= Directions =
Print every line exactly as it appears in the material below.

==================================================

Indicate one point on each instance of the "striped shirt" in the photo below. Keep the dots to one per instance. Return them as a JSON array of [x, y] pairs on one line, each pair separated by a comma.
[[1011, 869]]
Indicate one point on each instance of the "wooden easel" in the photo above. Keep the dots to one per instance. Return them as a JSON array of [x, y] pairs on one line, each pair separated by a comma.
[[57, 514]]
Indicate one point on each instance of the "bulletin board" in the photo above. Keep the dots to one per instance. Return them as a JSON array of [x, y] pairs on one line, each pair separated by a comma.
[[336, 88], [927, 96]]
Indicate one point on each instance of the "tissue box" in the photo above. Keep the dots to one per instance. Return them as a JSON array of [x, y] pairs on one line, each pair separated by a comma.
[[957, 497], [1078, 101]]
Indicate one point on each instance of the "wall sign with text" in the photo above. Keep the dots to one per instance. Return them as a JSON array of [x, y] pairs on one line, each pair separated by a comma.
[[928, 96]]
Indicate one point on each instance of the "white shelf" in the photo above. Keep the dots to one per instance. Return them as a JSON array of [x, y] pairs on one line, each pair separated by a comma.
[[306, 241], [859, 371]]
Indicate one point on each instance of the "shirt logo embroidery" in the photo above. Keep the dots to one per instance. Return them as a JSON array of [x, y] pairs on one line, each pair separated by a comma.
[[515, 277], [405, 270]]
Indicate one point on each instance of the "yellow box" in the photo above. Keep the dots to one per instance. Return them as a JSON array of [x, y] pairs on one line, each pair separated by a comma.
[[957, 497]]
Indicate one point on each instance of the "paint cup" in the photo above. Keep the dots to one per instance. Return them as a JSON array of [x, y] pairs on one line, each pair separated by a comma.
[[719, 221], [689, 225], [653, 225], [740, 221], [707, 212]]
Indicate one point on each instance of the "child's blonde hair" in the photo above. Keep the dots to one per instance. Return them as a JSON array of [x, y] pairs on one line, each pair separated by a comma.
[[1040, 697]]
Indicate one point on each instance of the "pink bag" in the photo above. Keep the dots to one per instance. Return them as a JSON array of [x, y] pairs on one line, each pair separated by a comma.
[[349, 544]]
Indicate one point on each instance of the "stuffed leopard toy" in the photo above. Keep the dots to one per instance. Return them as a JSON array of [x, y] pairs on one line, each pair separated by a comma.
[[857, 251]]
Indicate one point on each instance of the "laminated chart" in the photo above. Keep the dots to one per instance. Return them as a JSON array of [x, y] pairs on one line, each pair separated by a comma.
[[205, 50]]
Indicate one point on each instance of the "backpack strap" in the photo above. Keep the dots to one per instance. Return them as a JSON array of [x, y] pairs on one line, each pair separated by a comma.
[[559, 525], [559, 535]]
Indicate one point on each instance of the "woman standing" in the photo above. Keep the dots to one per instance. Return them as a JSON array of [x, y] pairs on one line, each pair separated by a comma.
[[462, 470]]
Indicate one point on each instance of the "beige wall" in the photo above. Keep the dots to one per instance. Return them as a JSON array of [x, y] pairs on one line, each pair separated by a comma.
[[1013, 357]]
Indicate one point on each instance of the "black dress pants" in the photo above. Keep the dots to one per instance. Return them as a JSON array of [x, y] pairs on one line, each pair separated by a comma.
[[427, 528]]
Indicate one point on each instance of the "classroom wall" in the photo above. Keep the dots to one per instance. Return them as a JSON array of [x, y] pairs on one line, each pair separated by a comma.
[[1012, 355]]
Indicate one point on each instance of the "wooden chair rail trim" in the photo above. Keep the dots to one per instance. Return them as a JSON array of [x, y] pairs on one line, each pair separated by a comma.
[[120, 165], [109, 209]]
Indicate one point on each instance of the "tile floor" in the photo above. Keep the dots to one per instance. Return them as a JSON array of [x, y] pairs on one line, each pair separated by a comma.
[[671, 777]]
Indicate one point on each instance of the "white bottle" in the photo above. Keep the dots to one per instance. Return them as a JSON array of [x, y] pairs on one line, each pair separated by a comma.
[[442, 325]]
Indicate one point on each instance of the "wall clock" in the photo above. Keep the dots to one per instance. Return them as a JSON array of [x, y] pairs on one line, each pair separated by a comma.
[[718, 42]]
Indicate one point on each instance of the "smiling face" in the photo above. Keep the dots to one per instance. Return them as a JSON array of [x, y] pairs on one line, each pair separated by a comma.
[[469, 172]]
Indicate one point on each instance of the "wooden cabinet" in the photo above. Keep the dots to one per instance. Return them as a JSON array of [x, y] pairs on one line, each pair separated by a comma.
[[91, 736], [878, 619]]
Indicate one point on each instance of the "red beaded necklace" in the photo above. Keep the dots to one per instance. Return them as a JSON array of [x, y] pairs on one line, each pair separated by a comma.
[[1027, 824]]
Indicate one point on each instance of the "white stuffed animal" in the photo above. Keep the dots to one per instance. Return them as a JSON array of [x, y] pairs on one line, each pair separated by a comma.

==================================================

= Your solution =
Indicate one point on each instance of the "striped shirt" in the photo below. Keep the dots to one per instance. Return them as a JSON array of [x, y] pairs on one line, each pair separated by a comma.
[[1011, 869]]
Indicate one point on each instance of the "wooden easel" in the photo above. Keep the dots to one per instance. Return them as a JSON array of [x, y] pairs on one line, each pair separated by a comma.
[[57, 514]]
Indicate one point on each instance of the "bulletin board" in the photo above. Keep the dots to one per instance. Return them as a JSON array of [x, y] pairs on one line, each pair separated by a comma.
[[336, 88], [927, 96]]
Indicate one point on each instance of the "tissue box" in the photo above. Keep the dots to one per instance. Return them as a JSON array of [x, y] pairs on one line, each pair separated by a comma.
[[957, 497], [1078, 101]]
Indicate one point on each instance of the "wall sign with text" in the photo above. Keep the dots to one per instance. Return them as a JSON array of [x, y] pairs on one line, each pair separated by a comma.
[[928, 96]]
Indicate one point on each instance of the "white shelf" in the photo above. Keep the dots to one per instance. Return them as a JSON array of [x, y] pairs on one line, each pair separated by a comma.
[[306, 241], [859, 371]]
Indicate one point on each instance of the "shirt logo embroidery" in the photo above. Keep the dots to one per instance. Return them as a JSON array of [x, y] pairs on one line, each pair separated by a comma.
[[515, 277], [405, 270]]
Indicate one point on each instance of the "yellow box" in the photo above. Keep the dots to one per instance. Return them as a JSON array of [x, y] pairs on one line, each pair separated by a comma.
[[957, 497]]
Indicate one point on each instance of the "paint cup" in the photo above. Keep the dots to one per instance. Return them as a JSON array of [x, y] pairs on one line, each pair separated by a comma.
[[719, 221], [689, 225], [653, 225], [740, 221], [707, 212]]
Indicate one point on each instance of the "child's blonde hair" in the photo above. Keep the dots to one per instance. Return them as a JSON array of [x, y] pairs on one line, each pair separated by a comma.
[[1040, 697]]
Indicate one point on each instance of the "pink bag" in the photo above. Keep the dots to one per instance. Return them as a JSON array of [x, y] pairs on one line, each pair separated by a comma.
[[349, 544]]
Indicate one point on each instance of the "stuffed leopard toy" in the photo above. Keep the dots to one per instance. Return them as a JSON array of [x, y] pairs on one line, each pair separated by a comma.
[[857, 251]]
Indicate one point on each instance of the "laminated chart" in the photo above. Keep the dots to one per instance. Return them as a JSON array of [x, y] pairs on one line, each pair separated by a comma.
[[205, 50]]
Indicate one point on each instance of the "backpack strap" in the photo above. Keep the dots to one per instance. Return them as a JSON array of [x, y] pairs on one line, each pair separated by a comma.
[[559, 525], [559, 535]]
Indicate one point on each instance of the "woman standing" in the photo above. Keep the dots to one per instance. Return them as a JSON array of [x, y] pairs on one line, each pair separated by a comma.
[[462, 470]]
Indicate one point on each instance of the "beige wall" in the photo above. Keep the dots to one per instance. Return them as a JSON array of [x, y] pairs on one line, each pair separated by a comma.
[[1013, 357]]
Indicate one point on each instance of the "black dress pants" in the photo above. Keep the dots to one per instance. Return them as a JSON array of [x, y] pairs on one line, each pair separated by a comma.
[[427, 528]]
Indicate one point on each instance of the "classroom wall" in the photo above. Keep the dots to one per instance. Return them as a JSON array of [x, y] pairs on one line, each pair separated by a comma.
[[1012, 355]]
Indicate one point on each instance of the "wooden chair rail trim" in the photo above. Keep the dots to one per instance. Return them as a JSON array of [x, y] pairs on one line, each pair separated by a comma.
[[120, 165], [109, 209]]
Indicate one point on each instance of the "tile floor" in the photo above. Keep the dots to one per instance. Return them as a JSON array of [x, y] pairs on one line, each pair separated by a comma.
[[671, 777]]
Indicate one point on each instance of the "white bottle" in the photo above. Keep the dots to one per instance. Return them as a JSON array of [x, y] pairs on one line, each pair separated by a comma.
[[442, 325]]
Indicate one point on each instance of the "wall clock" in the photo above. Keep the dots to one per instance. Return them as a JSON array of [x, y] pairs on one line, each pair separated by a comma.
[[718, 42]]
Indicate one point on each instance of the "smiling face" in the photo above. Keep the dots to one per instance. Return them as a JSON array of [x, y] pairs on one line, each pair separated by a comma.
[[469, 172]]
Indicate one point on each instance of the "wooden cabinet" in the photo above. Keep the dots to one per instance. Return them as a JSON array of [x, y] pairs on one line, each pair separated by a comma.
[[91, 736], [878, 619]]
Indicate one point on each instance of the "red beaded necklace" in the photo above. Keep the dots to one per instance. Return them as a JSON array of [x, y] pairs on one line, each pair separated by a comma.
[[1027, 824]]
Indicate one point on each instance of the "white stuffed animal" in the photo above. Keep the dots to one per instance. Return them as a JSON array of [x, y] pairs on one line, each pair separated by a comma.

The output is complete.